-- start SOURCE EXCERPT --

The first song on offer here is Beer Pong Massacre, which opens up with a decent enough guitar part and a quick drum fill. The vocals then come in roaring just like...well pick any other band in the genre basically, and shout some indecipherable lyrics before another quick fill leads into an extremely slow blast beat section followed by....rap. Yes, rap. The song takes you on a half minute trip down memory lane to the late nineties/early 2000's when Limp Bizkit reigned supreme over TRL, and honestly, Limp Bizkit did it way better. The track doesn't get any better from there, meandering in and out of blast beat sections and breakdowns galore for what seems like five more minutes, even though the track is only slightly over two.
Skipping ahead to Shocker On Shock Street, its clear the album has not progressed at all. The lyrics are mindless to say the least, with such glorious lines as F*** your ego
and Let me see you f***ing dance
. If you haven't figured it out, the album is a lyrical sh*t storm. Instrumentally, the song displays, once again, the exact same breakdown riffs as the rest of the songs, while the vocalists screams his way to mediocrity. Piano Lessons Can Be Murder would be the albums lone redeeming song, except for the fact that they completely redid the song. The samples remain the same, with such lovely phrases as I came here to do two things, kick a**, and chew bubblegum, and I'm all out of bubblegum
, and Alright everybody out on the dance floor!

-- end SOURCE EXCERPT --

_WHAT TO WORK ON_
1 – Reproduce the album review above in full, word for word.
2 – Copy out each line of the records that contains the word "every".

-- start PROVIDED RECORDS --

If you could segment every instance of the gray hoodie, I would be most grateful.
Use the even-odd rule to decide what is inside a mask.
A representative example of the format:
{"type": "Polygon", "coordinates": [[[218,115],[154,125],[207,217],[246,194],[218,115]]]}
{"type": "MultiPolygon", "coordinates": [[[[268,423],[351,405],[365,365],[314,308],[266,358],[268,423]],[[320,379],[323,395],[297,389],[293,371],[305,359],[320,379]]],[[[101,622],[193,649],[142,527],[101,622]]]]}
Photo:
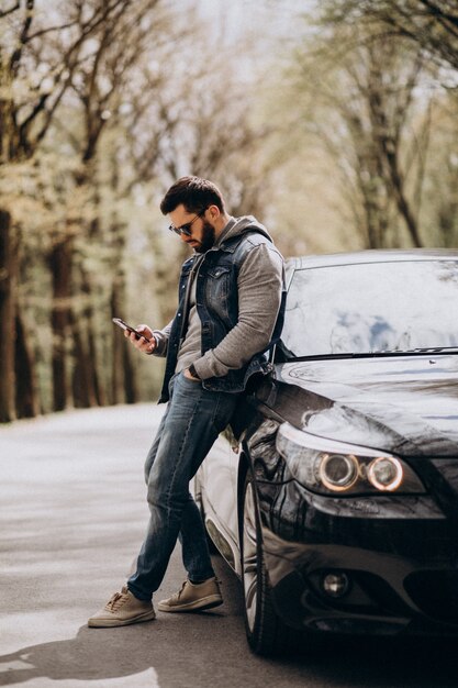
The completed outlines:
{"type": "MultiPolygon", "coordinates": [[[[260,233],[269,237],[266,228],[253,215],[232,218],[215,245],[209,251],[216,249],[223,241],[244,234],[248,228],[254,226],[259,228],[260,233]]],[[[202,355],[201,322],[196,308],[194,279],[190,289],[188,328],[178,354],[177,373],[193,363],[201,379],[222,377],[231,369],[241,368],[255,354],[268,347],[283,288],[283,259],[273,243],[268,241],[253,246],[239,269],[237,287],[237,324],[217,346],[202,355]]],[[[170,326],[171,323],[164,330],[154,331],[158,344],[155,354],[158,356],[165,356],[167,353],[170,326]]]]}

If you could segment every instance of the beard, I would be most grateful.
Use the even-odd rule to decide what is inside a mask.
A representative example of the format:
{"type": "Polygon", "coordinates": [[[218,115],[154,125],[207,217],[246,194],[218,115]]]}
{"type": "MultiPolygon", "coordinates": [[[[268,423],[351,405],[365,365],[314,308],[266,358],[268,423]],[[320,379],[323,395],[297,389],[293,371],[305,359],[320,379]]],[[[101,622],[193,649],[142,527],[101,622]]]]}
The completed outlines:
{"type": "Polygon", "coordinates": [[[202,238],[199,244],[194,246],[196,253],[205,253],[205,251],[209,251],[209,248],[213,246],[214,242],[214,226],[211,225],[210,222],[206,222],[206,220],[203,220],[202,238]]]}

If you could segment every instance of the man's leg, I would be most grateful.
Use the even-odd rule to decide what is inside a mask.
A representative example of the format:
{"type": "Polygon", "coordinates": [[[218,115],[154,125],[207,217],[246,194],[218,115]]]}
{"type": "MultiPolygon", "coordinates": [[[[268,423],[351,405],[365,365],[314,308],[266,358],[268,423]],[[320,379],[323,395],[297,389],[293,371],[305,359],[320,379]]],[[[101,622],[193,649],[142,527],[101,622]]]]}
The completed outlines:
{"type": "Polygon", "coordinates": [[[181,524],[189,513],[191,530],[200,535],[198,550],[192,547],[194,565],[189,573],[199,579],[213,575],[200,514],[190,500],[189,481],[227,425],[237,399],[238,395],[208,391],[182,374],[174,380],[172,397],[148,478],[149,525],[137,570],[127,582],[129,590],[139,600],[150,600],[159,587],[181,524]],[[204,570],[209,563],[210,568],[204,570]]]}

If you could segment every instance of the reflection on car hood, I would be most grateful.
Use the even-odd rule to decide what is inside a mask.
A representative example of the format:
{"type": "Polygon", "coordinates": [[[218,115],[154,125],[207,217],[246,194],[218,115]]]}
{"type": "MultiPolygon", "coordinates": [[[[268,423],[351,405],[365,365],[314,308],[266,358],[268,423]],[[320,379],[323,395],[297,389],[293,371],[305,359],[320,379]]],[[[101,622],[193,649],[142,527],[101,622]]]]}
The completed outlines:
{"type": "Polygon", "coordinates": [[[275,409],[298,428],[400,456],[458,458],[458,356],[298,362],[276,374],[275,409]]]}

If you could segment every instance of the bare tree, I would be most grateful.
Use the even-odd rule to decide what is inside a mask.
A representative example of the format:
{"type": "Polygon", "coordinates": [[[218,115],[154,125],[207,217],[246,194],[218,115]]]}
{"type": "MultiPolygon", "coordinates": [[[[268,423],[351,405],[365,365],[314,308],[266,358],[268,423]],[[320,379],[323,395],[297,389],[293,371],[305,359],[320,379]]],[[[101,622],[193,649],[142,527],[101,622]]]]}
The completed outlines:
{"type": "MultiPolygon", "coordinates": [[[[108,18],[127,0],[85,2],[71,5],[65,19],[52,13],[43,19],[35,0],[11,2],[1,10],[0,30],[0,165],[13,166],[31,158],[41,146],[67,92],[83,47],[108,18]],[[47,54],[40,70],[45,44],[58,45],[47,54]],[[20,88],[18,88],[20,86],[20,88]]],[[[4,206],[0,253],[0,420],[15,418],[15,342],[21,314],[16,303],[19,235],[4,206]]],[[[24,349],[20,352],[24,355],[24,349]]],[[[29,365],[29,364],[27,364],[29,365]]],[[[29,390],[33,395],[33,390],[29,390]]]]}
{"type": "Polygon", "coordinates": [[[439,63],[458,68],[458,5],[455,0],[325,0],[324,23],[364,22],[375,37],[401,37],[439,63]]]}

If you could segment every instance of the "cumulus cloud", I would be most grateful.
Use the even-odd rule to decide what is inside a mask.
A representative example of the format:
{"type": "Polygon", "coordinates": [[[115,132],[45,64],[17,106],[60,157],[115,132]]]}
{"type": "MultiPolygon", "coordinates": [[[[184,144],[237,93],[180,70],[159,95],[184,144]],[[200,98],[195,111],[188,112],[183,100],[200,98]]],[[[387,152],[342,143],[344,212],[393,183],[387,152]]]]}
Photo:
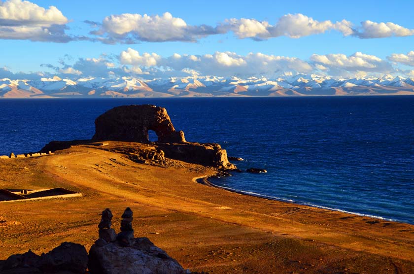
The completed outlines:
{"type": "Polygon", "coordinates": [[[161,16],[124,13],[107,16],[99,29],[91,34],[98,35],[97,39],[104,43],[134,43],[139,41],[194,42],[217,32],[215,28],[206,25],[188,25],[182,19],[166,12],[161,16]]]}
{"type": "Polygon", "coordinates": [[[347,56],[345,54],[313,54],[310,60],[318,69],[328,70],[331,75],[344,75],[346,72],[365,71],[390,73],[394,71],[388,62],[375,56],[361,52],[347,56]]]}
{"type": "Polygon", "coordinates": [[[407,54],[394,53],[387,58],[392,62],[414,67],[414,51],[410,51],[407,54]]]}
{"type": "Polygon", "coordinates": [[[384,38],[414,35],[414,29],[409,29],[391,22],[376,23],[365,21],[361,27],[355,30],[352,35],[361,38],[384,38]]]}
{"type": "Polygon", "coordinates": [[[71,67],[68,67],[65,68],[60,68],[58,70],[59,72],[64,74],[73,74],[79,75],[82,74],[82,71],[75,69],[71,67]]]}
{"type": "Polygon", "coordinates": [[[67,42],[68,19],[55,6],[22,0],[0,1],[0,39],[67,42]]]}
{"type": "Polygon", "coordinates": [[[219,29],[222,32],[232,31],[239,38],[251,38],[256,40],[286,36],[300,38],[324,33],[335,30],[345,35],[352,33],[351,23],[346,20],[332,23],[330,20],[318,21],[301,13],[288,14],[279,18],[275,25],[267,21],[252,19],[232,18],[225,20],[219,29]]]}
{"type": "Polygon", "coordinates": [[[161,59],[161,57],[156,53],[145,52],[140,55],[138,52],[131,48],[121,52],[120,56],[120,60],[122,64],[144,67],[157,66],[161,59]]]}
{"type": "Polygon", "coordinates": [[[164,70],[191,72],[191,74],[220,76],[273,74],[292,70],[307,73],[312,69],[310,65],[298,58],[260,53],[242,56],[228,51],[203,55],[181,55],[175,53],[169,57],[161,58],[154,53],[139,55],[135,50],[129,48],[121,52],[119,60],[124,65],[151,67],[164,70]],[[154,60],[149,63],[148,60],[152,60],[154,56],[157,57],[156,62],[154,60]],[[143,56],[147,56],[147,58],[143,60],[143,56]]]}
{"type": "Polygon", "coordinates": [[[195,42],[208,35],[230,32],[240,39],[257,40],[281,36],[298,38],[330,31],[339,32],[345,36],[360,38],[414,34],[414,30],[391,22],[365,21],[360,26],[354,26],[345,19],[336,22],[329,20],[318,21],[301,13],[283,15],[274,25],[254,18],[231,18],[215,26],[190,25],[169,12],[162,15],[124,13],[107,16],[102,23],[87,20],[85,22],[98,29],[91,32],[96,36],[90,39],[106,43],[133,44],[143,41],[195,42]]]}

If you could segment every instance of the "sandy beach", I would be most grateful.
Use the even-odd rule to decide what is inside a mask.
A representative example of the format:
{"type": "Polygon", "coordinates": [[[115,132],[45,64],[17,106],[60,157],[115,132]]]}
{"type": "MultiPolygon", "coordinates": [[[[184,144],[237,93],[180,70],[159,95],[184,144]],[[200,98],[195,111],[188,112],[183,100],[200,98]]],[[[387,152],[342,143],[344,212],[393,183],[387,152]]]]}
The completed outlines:
{"type": "Polygon", "coordinates": [[[138,164],[119,152],[137,145],[109,142],[0,160],[0,188],[64,187],[82,194],[0,203],[0,260],[65,241],[88,249],[102,210],[112,210],[119,230],[129,206],[136,237],[148,237],[192,271],[414,273],[414,225],[211,187],[197,179],[214,170],[175,160],[168,167],[138,164]]]}

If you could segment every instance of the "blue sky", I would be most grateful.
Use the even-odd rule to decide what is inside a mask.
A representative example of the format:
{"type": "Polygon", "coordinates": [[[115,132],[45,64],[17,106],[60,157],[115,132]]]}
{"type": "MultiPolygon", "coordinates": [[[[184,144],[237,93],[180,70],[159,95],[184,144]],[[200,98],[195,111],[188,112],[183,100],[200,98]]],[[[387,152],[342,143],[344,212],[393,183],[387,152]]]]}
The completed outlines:
{"type": "Polygon", "coordinates": [[[336,77],[386,73],[414,76],[414,53],[410,54],[414,50],[412,1],[0,3],[0,68],[8,71],[2,74],[0,70],[0,78],[20,71],[72,78],[130,75],[150,78],[214,71],[224,76],[275,76],[288,72],[336,77]],[[50,6],[56,7],[49,10],[50,6]],[[163,26],[154,23],[149,31],[138,17],[147,14],[149,20],[156,21],[155,16],[163,17],[166,12],[172,19],[168,17],[171,20],[166,19],[163,26]],[[130,15],[123,15],[126,13],[130,15]],[[105,18],[110,19],[104,25],[105,18]],[[229,23],[232,18],[234,21],[229,23]],[[286,19],[285,24],[279,26],[281,18],[286,19]],[[299,21],[304,18],[311,26],[302,33],[304,27],[299,21]],[[254,28],[238,32],[245,24],[243,19],[254,28]],[[172,29],[169,24],[175,19],[184,22],[185,28],[172,29]],[[93,28],[85,20],[98,25],[93,28]],[[391,25],[386,25],[388,22],[391,25]],[[208,34],[200,34],[204,31],[201,25],[211,29],[208,34]],[[51,34],[43,33],[57,26],[51,34]],[[23,32],[23,28],[31,33],[23,32]],[[124,28],[124,32],[118,31],[124,28]],[[94,31],[99,33],[91,34],[94,31]],[[120,57],[123,52],[129,54],[128,58],[120,57]],[[231,53],[223,54],[228,52],[231,53]],[[144,57],[145,53],[156,56],[144,57]],[[172,58],[174,54],[180,57],[172,58]],[[198,60],[189,57],[192,55],[198,60]]]}

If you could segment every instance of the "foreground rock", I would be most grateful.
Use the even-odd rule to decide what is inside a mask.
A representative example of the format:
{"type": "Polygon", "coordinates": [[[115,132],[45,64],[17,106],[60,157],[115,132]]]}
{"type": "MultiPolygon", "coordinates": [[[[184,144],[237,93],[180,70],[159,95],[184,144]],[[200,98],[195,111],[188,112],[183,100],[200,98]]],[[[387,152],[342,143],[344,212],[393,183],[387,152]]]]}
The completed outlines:
{"type": "Polygon", "coordinates": [[[89,250],[83,245],[64,242],[46,254],[31,251],[10,256],[0,266],[1,274],[187,274],[175,260],[146,238],[135,238],[133,213],[127,207],[121,217],[121,232],[112,236],[110,209],[102,212],[99,239],[89,250]],[[103,232],[104,231],[105,232],[103,232]],[[108,235],[111,235],[108,237],[108,235]]]}
{"type": "Polygon", "coordinates": [[[152,130],[159,142],[185,142],[184,133],[175,131],[167,110],[150,104],[114,107],[97,118],[95,127],[93,141],[148,142],[148,131],[152,130]]]}
{"type": "MultiPolygon", "coordinates": [[[[116,240],[107,242],[101,237],[89,250],[88,267],[91,274],[183,274],[176,261],[147,238],[135,238],[132,227],[133,212],[127,207],[121,217],[121,232],[116,240]]],[[[102,212],[100,226],[110,226],[109,208],[102,212]]]]}
{"type": "Polygon", "coordinates": [[[73,242],[64,242],[49,253],[38,256],[31,250],[10,256],[6,260],[2,274],[82,274],[88,267],[85,247],[73,242]]]}
{"type": "Polygon", "coordinates": [[[89,251],[91,274],[184,274],[178,263],[154,245],[147,238],[136,238],[124,246],[111,242],[94,244],[89,251]]]}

-- end PROVIDED RECORDS --

_SOLUTIONS TO THE PROBLEMS_
1 –
The first song on offer here is Beer Pong Massacre, which opens up with a decent enough guitar part and a quick drum fill. The vocals then come in roaring just like...well pick any other band in the genre basically, and shout some indecipherable lyrics before another quick fill leads into an extremely slow blast beat section followed by....rap. Yes, rap. The song takes you on a half minute trip down memory lane to the late nineties/early 2000's when Limp Bizkit reigned supreme over TRL, and honestly, Limp Bizkit did it way better. The track doesn't get any better from there, meandering in and out of blast beat sections and breakdowns galore for what seems like five more minutes, even though the track is only slightly over two.
Skipping ahead to Shocker On Shock Street, its clear the album has not progressed at all. The lyrics are mindless to say the least, with such glorious lines as F*** your ego
and Let me see you f***ing dance
. If you haven't figured it out, the album is a lyrical sh*t storm. Instrumentally, the song displays, once again, the exact same breakdown riffs as the rest of the songs, while the vocalists screams his way to mediocrity. Piano Lessons Can Be Murder would be the albums lone redeeming song, except for the fact that they completely redid the song. The samples remain the same, with such lovely phrases as I came here to do two things, kick a**, and chew bubblegum, and I'm all out of bubblegum
, and Alright everybody out on the dance floor!

2 –
If you could segment every instance of the gray hoodie, I would be most grateful.
If you could segment every instance of the beard, I would be most grateful.
If you could segment every instance of the man's leg, I would be most grateful.
If you could segment every instance of the reflection on car hood, I would be most grateful.
If you could segment every instance of the bare tree, I would be most grateful.
If you could segment every instance of the "cumulus cloud", I would be most grateful.
If you could segment every instance of the "sandy beach", I would be most grateful.
If you could segment every instance of the "blue sky", I would be most grateful.
If you could segment every instance of the "foreground rock", I would be most grateful.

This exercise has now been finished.